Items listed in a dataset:
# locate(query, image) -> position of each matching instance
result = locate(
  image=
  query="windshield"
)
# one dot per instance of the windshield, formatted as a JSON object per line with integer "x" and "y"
---
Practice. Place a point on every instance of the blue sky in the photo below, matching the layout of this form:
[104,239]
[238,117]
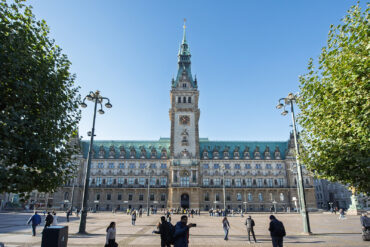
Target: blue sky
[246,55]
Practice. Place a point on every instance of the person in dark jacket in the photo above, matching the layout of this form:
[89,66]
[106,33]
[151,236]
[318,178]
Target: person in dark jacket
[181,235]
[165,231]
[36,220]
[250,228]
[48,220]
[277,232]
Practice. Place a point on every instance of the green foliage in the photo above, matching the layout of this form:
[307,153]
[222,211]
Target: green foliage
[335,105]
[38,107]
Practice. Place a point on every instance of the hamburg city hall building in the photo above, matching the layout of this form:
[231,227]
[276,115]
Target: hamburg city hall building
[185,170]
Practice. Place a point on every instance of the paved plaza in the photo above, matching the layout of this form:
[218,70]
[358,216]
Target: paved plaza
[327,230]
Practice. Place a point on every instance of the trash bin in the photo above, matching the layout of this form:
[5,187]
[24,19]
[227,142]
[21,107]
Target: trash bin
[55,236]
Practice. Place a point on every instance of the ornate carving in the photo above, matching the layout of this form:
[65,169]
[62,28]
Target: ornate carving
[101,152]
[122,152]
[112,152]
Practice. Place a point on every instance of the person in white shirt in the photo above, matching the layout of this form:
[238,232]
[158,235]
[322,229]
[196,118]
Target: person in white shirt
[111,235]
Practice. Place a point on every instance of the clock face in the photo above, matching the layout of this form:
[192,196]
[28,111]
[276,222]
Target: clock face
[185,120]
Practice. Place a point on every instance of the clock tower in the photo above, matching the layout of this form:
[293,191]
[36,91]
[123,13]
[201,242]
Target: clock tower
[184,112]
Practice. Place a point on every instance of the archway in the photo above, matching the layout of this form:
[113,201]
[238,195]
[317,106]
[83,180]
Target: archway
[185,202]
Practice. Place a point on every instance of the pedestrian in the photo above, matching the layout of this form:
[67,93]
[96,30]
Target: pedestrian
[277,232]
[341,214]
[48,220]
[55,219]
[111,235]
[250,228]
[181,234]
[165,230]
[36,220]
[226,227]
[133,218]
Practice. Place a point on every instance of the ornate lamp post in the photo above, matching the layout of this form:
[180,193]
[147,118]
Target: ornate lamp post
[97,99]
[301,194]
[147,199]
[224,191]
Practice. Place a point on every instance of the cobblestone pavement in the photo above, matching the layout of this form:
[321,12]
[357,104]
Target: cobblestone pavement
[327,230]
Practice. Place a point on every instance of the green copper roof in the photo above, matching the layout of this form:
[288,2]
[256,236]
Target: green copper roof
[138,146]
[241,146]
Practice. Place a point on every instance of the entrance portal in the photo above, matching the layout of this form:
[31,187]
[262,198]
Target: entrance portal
==
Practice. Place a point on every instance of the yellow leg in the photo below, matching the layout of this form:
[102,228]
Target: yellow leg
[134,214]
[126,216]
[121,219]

Problem. Looking only at the entries, count the lines that contain the word "windshield", then state that count and nothing else.

Solution. 2